Task to complete: Can you give the stretch of the listing from the line containing "Query: brown vegetation" through the line containing "Give the mask of the brown" as a numbered list, leaving out blank lines?

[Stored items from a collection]

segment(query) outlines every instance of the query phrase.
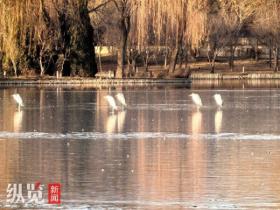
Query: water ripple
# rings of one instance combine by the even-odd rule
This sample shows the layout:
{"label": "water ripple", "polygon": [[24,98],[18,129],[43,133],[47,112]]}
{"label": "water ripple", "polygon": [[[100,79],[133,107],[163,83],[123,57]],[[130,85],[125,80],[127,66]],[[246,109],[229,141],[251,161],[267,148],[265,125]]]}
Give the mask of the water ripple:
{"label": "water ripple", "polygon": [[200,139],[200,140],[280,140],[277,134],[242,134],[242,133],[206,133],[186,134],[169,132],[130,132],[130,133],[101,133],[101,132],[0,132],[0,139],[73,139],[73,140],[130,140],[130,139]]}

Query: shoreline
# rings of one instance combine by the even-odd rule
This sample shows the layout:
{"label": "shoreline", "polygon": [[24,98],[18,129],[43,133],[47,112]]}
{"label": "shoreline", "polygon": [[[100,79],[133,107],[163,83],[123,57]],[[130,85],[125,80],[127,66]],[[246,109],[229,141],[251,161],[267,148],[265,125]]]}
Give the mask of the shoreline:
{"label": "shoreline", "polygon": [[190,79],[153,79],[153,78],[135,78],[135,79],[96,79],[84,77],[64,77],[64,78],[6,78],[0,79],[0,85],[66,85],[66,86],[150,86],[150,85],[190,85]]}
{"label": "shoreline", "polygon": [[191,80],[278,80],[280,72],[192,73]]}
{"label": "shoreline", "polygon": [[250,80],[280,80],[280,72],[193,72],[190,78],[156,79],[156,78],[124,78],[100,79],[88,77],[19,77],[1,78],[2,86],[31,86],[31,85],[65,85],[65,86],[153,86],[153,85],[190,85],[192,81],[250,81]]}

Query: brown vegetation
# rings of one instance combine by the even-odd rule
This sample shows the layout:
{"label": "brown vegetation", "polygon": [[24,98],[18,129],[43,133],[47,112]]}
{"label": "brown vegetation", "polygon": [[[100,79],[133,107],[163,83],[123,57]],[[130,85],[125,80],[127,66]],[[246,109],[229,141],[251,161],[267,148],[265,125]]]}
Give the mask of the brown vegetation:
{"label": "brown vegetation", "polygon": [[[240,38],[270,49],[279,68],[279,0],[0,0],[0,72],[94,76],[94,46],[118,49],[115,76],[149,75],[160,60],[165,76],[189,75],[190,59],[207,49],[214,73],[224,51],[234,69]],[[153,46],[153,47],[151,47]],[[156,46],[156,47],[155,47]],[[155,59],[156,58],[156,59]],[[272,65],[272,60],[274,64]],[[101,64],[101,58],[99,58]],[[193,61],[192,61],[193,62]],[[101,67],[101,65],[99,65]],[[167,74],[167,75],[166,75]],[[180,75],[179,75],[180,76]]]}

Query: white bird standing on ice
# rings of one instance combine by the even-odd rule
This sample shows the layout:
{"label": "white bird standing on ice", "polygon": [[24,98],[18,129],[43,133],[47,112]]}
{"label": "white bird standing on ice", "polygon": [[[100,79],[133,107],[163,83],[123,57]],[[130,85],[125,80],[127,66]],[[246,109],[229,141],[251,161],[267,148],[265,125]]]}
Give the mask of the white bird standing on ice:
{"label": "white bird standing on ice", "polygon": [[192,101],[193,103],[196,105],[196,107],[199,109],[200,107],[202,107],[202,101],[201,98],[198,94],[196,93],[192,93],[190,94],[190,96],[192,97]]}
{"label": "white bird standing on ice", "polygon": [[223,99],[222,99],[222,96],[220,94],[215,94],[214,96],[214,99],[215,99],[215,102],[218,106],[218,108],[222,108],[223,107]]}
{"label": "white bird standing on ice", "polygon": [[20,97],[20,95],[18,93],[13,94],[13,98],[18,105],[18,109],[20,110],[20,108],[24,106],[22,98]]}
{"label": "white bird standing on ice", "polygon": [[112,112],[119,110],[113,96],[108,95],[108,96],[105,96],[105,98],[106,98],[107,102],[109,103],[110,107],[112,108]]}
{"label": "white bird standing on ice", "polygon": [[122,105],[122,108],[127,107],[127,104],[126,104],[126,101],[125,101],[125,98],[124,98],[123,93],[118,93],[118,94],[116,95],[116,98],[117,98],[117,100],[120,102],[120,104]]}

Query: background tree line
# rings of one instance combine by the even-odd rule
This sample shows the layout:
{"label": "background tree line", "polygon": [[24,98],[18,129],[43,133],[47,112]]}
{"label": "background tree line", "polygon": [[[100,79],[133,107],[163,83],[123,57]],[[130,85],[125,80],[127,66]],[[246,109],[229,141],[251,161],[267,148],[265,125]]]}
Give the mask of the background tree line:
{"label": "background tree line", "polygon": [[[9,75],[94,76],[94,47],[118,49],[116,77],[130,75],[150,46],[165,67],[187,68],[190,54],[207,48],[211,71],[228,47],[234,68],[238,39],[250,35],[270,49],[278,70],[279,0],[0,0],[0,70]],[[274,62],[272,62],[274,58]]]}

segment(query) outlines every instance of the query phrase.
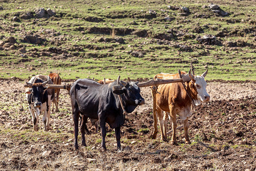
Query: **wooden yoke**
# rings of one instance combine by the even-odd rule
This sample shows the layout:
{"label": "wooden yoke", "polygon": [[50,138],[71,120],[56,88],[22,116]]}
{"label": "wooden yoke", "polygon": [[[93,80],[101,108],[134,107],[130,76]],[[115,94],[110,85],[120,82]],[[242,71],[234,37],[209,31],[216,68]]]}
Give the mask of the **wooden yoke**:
--
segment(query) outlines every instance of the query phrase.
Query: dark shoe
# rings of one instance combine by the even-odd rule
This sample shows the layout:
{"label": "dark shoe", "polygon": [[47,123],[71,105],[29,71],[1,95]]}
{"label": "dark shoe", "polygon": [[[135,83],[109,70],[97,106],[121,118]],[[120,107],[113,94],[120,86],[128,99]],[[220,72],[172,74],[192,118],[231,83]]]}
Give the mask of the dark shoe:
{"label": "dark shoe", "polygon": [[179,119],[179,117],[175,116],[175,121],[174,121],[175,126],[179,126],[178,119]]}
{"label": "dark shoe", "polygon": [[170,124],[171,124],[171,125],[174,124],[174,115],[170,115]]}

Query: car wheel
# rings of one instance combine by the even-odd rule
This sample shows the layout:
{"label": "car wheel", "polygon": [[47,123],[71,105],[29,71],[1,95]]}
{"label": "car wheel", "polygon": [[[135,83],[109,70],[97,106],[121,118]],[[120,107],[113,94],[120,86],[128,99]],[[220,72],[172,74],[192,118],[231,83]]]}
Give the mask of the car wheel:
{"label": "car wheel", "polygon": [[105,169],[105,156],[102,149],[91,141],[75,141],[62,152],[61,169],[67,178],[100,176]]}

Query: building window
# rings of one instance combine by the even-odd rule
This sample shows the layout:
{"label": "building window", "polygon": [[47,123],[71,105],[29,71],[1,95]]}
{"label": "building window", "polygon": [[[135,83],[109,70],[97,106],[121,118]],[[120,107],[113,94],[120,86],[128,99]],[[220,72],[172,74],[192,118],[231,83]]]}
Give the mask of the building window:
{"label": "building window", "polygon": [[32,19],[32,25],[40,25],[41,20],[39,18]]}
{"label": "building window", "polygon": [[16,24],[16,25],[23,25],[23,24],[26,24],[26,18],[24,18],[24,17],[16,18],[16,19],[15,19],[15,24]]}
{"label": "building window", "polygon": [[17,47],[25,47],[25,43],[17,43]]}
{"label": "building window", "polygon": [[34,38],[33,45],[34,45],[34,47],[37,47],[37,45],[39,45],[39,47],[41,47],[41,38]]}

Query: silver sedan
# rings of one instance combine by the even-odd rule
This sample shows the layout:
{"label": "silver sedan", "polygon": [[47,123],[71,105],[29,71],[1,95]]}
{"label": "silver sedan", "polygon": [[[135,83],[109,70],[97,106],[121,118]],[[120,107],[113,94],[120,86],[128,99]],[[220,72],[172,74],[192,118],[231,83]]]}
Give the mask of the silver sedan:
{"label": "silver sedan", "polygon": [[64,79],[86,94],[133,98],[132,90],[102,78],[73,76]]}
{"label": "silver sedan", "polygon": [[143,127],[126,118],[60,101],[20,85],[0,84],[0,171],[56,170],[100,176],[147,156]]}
* * *
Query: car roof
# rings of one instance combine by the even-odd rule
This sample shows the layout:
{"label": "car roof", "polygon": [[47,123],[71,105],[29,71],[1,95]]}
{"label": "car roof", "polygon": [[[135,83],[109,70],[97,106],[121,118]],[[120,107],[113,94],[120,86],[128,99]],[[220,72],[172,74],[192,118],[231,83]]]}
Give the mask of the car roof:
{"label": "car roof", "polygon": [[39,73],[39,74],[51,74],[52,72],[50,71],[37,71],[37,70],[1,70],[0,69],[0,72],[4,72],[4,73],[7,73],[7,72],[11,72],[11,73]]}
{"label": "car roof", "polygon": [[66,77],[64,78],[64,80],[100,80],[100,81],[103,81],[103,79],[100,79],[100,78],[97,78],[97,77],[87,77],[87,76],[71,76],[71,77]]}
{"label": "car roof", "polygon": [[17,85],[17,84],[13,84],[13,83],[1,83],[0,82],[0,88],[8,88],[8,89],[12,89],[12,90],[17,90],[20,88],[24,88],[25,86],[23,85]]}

Written response:
1. Query: brown vegetation
2. # rings of one instance combine by the even-odd rule
3. This sample shows the layout:
4. {"label": "brown vegetation", "polygon": [[24,98],[18,129],[43,133],[47,112]]}
5. {"label": "brown vegetation", "polygon": [[[100,79],[133,107],[163,83],[123,57]],[[130,85],[125,80],[127,66]],[[246,109],[229,141],[251,161],[267,148],[265,125]]]}
6. Give the mask of the brown vegetation:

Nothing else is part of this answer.